| REQUIRED TASKS |
a - Using the biography of Genta Hawkins Holmes, decide whether each statement agrees with it. Answer yes or no for each, and quote the exact words that decide it.
(i) Holmes was the first U.S. Ambassador to Namibia.
(ii) Holmes studied at the London School of Economics and Political Science from 1962 to 1965.
(iii) Holmes graduated from high school in 1960.
b - In the biography of Genta Hawkins Holmes, what posts did she hold at the State Department from 1992 to 1995?
c - Print the part of the biography of Genta Hawkins Holmes starting at "Working for Congress" and ending at "International Development (1979)".

| TEXT SEGMENT |
- - -

Genta Hawkins Holmes (born September 3, 1940) is an American foreign service officer who served as ambassador to Namibia and Australia. In addition, she has served as a "Diplomat-in-Residence" at the University of California, Davis.

Early life and education

Holmes graduated from high school at Huntington Park High School, Huntington Park, California, in 1958. She received her B.A. in International Relations magna cum laude from the University of Southern California in 1962 and pursued graduate studies at the London School of Economics and Political Science on a Rotary International Fellowship from 1962 to 1963.

Career

During her career at the U.S. State Department, she was the first U.S. Ambassador to Namibia and later served as Ambassador to Australia. From 1992 to 1995 she was the Director General of the Foreign Service and Director of Personnel at the State Department. During her career in the Foreign Service, other assignments included:

Working for Congress as an American Political Science Association Fellow (1977–1978). She was the first woman selected for this position.
Assistant Administrator for Legislative Affairs at the U.S. Agency for International Development (1979)
Deputy Chief of Mission at the U.S. Embassy in Port-au-Prince, Haiti during a tense and violent period (1986–1988)
Deputy Chief of Mission in the U.S. Embassy in South Africa at the time of the transition (1989–1990)

- - -

| ENTRIES PROVIDED |
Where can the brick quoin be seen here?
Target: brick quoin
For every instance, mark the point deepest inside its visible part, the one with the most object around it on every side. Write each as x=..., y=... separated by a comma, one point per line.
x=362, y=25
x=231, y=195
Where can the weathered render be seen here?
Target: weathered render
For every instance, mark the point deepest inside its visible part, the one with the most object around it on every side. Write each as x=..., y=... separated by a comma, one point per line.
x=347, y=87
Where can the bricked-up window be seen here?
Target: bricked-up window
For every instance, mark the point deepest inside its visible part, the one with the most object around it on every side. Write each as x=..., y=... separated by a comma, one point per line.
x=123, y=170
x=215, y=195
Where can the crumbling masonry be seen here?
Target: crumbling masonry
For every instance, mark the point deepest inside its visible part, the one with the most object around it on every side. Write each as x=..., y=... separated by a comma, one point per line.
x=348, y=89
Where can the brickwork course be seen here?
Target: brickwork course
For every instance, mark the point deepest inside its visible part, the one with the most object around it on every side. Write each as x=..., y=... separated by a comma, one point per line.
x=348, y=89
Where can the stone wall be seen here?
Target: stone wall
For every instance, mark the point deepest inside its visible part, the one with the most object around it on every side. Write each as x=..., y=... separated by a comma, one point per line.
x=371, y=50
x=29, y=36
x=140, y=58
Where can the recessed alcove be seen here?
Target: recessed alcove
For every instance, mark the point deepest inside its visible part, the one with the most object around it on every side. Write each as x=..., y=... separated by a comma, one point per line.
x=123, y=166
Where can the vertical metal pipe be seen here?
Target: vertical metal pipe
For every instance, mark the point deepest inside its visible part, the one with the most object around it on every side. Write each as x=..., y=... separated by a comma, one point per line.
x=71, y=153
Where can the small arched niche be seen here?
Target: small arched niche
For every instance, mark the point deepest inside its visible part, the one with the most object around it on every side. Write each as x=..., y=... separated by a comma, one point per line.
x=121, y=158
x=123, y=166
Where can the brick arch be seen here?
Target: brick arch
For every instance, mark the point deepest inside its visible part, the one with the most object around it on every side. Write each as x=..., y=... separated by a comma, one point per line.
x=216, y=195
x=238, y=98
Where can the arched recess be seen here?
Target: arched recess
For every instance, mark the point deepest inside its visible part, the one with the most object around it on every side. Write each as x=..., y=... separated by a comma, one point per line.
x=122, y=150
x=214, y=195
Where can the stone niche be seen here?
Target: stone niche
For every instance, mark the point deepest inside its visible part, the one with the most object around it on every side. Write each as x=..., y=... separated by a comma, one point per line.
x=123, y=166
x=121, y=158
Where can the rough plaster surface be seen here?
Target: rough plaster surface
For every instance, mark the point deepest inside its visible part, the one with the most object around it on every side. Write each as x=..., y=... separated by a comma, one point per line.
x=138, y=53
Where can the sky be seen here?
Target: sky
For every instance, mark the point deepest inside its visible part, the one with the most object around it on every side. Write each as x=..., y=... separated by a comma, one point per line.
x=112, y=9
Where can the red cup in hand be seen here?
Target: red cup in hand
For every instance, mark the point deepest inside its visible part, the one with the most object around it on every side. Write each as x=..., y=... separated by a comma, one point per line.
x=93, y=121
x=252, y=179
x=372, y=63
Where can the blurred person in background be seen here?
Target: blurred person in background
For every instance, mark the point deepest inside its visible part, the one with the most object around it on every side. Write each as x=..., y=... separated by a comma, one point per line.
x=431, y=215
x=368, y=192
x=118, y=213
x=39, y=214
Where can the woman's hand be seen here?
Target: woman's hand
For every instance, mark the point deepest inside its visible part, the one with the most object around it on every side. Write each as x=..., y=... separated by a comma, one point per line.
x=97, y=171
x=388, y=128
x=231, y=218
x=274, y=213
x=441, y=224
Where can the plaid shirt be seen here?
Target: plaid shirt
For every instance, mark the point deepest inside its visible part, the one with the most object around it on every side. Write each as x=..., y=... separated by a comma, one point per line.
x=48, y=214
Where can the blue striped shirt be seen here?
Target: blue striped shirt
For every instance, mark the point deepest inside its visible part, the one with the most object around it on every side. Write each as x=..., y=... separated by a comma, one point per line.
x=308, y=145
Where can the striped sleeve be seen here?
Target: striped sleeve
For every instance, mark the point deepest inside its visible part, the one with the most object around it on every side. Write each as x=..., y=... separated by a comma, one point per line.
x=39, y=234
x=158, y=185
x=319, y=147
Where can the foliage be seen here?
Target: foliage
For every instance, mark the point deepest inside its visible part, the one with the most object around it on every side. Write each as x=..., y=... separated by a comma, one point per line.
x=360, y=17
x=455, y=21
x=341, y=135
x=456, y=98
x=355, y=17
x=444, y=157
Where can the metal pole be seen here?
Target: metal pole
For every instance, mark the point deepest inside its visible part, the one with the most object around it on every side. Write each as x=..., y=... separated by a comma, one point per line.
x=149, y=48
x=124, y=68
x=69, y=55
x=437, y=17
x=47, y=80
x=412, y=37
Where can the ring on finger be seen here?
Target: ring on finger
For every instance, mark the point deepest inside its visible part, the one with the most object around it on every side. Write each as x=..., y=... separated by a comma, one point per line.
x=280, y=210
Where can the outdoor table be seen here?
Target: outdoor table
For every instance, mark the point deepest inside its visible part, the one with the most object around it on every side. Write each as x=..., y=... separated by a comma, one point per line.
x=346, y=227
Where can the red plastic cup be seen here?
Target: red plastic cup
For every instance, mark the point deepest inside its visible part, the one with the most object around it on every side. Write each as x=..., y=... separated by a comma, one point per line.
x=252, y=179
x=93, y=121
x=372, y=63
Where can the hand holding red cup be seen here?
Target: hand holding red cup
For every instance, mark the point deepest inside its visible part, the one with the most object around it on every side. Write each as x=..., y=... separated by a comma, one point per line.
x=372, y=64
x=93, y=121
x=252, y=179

- - -

| TASK RESPONSES |
a -
(i) Yes: "she was the first U.S. Ambassador to Namibia"
(ii) No: "from 1962 to 1963"
(iii) No: "Huntington Park High School, Huntington Park, California, in 1958"

b - She was Director General of the Foreign Service and Director of Personnel at the State Department.

c -
Working for Congress as an American Political Science Association Fellow (1977–1978). She was the first woman selected for this position.
Assistant Administrator for Legislative Affairs at the U.S. Agency for International Development (1979)